Job: Copy the stretch of the listing below from the line containing "the car side" through the end of the listing, reproducing every line without any change.

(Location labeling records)
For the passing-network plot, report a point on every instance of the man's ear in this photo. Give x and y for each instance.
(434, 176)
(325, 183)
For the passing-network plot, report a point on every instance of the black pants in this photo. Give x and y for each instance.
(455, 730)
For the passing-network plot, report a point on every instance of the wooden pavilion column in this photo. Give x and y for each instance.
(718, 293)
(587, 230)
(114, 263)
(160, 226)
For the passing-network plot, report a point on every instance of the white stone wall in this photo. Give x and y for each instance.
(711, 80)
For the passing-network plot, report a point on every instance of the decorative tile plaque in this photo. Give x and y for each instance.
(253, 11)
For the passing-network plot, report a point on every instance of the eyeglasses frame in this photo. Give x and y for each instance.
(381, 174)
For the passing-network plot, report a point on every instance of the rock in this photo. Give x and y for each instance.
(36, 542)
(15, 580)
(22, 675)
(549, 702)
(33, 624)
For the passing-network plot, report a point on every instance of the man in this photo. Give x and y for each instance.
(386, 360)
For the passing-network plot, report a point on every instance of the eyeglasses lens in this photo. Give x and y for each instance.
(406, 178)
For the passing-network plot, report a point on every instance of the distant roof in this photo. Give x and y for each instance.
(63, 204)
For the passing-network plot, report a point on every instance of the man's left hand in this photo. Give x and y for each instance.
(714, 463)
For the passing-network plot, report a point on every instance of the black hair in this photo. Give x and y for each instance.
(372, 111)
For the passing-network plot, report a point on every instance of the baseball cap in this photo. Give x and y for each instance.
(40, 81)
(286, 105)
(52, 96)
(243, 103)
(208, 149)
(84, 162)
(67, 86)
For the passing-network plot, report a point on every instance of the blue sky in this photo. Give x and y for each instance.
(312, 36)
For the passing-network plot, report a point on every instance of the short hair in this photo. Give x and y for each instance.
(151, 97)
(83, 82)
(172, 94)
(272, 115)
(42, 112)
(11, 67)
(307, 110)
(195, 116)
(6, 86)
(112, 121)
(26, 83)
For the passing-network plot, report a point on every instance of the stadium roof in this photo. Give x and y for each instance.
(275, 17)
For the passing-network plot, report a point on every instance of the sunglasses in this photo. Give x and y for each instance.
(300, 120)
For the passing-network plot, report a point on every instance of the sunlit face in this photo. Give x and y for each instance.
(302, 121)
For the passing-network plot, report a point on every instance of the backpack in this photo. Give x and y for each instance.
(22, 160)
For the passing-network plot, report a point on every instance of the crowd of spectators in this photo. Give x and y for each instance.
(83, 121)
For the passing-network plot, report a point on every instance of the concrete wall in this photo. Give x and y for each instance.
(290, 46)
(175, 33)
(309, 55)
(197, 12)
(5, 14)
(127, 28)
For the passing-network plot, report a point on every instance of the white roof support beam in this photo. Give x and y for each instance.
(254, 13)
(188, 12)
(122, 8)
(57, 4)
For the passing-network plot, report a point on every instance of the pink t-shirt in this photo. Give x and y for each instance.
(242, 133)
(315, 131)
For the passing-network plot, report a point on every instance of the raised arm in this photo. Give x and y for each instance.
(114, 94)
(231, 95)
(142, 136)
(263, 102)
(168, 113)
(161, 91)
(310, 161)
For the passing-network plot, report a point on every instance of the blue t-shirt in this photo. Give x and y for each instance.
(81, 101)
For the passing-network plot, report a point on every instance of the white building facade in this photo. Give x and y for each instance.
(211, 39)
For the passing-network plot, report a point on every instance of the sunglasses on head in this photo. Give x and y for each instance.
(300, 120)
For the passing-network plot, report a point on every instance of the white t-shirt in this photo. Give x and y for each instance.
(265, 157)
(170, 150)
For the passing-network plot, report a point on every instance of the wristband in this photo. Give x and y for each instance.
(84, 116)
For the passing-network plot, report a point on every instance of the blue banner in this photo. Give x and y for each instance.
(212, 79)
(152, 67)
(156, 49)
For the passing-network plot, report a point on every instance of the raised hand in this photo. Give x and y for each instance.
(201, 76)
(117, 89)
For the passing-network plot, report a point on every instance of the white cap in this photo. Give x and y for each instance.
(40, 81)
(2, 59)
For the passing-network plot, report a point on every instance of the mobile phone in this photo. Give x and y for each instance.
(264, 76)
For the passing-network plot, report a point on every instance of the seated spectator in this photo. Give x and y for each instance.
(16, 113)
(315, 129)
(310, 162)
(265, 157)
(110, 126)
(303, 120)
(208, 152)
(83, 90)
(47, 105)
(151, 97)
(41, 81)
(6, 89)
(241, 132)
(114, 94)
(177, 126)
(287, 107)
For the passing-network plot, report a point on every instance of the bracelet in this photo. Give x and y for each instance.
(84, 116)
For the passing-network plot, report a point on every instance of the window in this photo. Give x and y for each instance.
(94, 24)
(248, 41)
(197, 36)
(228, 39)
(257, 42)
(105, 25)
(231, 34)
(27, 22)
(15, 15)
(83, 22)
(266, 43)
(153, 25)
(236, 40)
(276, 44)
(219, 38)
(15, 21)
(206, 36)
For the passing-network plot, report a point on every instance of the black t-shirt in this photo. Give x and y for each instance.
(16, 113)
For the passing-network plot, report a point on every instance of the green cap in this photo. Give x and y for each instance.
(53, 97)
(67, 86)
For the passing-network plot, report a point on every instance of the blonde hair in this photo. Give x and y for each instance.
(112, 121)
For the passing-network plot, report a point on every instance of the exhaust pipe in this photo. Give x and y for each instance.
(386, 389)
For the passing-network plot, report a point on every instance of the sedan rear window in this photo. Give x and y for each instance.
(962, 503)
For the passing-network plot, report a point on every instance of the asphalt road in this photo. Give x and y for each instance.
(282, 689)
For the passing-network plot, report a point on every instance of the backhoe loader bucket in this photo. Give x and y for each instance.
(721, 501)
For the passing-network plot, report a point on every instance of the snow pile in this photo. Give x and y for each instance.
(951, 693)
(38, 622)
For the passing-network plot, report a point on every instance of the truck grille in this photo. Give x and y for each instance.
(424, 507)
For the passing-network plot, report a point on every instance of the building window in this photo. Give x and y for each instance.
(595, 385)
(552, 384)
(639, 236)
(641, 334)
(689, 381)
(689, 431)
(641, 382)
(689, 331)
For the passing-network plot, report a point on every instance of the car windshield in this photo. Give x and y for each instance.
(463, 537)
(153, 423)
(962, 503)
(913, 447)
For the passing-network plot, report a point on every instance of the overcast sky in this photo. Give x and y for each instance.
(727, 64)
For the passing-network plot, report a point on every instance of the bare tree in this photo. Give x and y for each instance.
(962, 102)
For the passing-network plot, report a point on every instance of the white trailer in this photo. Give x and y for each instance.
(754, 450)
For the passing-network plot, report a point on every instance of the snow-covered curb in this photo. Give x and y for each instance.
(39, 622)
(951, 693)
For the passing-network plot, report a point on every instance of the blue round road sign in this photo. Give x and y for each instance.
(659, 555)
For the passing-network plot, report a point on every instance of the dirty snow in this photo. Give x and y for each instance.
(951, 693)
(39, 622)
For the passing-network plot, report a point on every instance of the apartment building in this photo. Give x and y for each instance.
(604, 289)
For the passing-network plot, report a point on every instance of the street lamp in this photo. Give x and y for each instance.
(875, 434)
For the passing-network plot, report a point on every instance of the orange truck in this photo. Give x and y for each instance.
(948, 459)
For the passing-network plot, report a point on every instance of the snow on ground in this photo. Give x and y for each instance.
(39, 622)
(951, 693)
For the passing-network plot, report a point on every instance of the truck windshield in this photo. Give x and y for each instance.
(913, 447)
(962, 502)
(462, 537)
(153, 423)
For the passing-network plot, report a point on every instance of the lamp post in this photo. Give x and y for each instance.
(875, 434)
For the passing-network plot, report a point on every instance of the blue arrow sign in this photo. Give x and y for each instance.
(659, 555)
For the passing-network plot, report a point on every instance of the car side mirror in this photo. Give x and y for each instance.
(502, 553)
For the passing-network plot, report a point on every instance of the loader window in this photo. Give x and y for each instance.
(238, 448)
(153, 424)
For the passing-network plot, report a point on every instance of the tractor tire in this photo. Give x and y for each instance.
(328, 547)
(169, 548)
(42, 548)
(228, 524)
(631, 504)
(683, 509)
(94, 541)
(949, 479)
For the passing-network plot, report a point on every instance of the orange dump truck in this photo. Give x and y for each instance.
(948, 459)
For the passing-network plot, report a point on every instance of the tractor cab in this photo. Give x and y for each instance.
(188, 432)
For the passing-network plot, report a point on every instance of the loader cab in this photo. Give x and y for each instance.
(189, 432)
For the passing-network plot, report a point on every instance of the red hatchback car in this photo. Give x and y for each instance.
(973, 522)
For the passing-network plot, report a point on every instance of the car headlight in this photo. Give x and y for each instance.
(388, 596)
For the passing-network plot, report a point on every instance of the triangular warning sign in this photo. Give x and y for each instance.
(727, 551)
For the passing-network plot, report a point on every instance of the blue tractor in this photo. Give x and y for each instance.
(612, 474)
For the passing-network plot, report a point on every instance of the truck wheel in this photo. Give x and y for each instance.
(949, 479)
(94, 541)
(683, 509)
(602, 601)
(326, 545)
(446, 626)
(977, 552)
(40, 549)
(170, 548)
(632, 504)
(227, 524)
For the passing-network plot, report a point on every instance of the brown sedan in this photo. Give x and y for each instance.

Answer in full:
For the passing-network plot, report a point on every instance of the car side mirror in this photo. Give x and y for each instance.
(502, 553)
For the passing-network plot, report a point on every instance of the loader window in this photo. Give x and y for each instance.
(238, 448)
(153, 424)
For the passing-network plot, report a point on every instance of the tractor tire in this photo. Give x and y for each instance.
(328, 547)
(169, 548)
(42, 548)
(228, 524)
(631, 504)
(683, 509)
(94, 541)
(949, 479)
For the passing-network plot, report a point on every instance of the orange dump truck in this photo. Give x and y for each instance.
(948, 459)
For the passing-network plot, report a point on every instance of the tractor cab in this photo. Give x and y for each instance.
(188, 432)
For the passing-network plot, report a point on every instance of the loader cab in this photo. Give x and y for each instance.
(189, 432)
For the passing-network plot, report a point on every instance of the red hatchback car in this photo. Give x and y for each instance.
(973, 522)
For the passing-network plot, report a point on every instance of the car headlight in this photo. Give x and y for each instance.
(388, 596)
For the passing-network plot, report a point on every instance of the triangular warning sign in this photo. Give x and y for each instance.
(727, 551)
For the passing-network plot, report a point on every instance of the blue tractor in this photo. Give x and y for each instance.
(612, 474)
For the passing-network plot, report a point on every instance of the truck wheel in this photo. Give x and y for each instance.
(949, 479)
(94, 541)
(683, 509)
(602, 601)
(326, 545)
(446, 626)
(977, 552)
(40, 549)
(170, 548)
(632, 504)
(227, 524)
For the passing-network plot, report a point on every instance of the brown sedan in this photo. Give x and y for each instance.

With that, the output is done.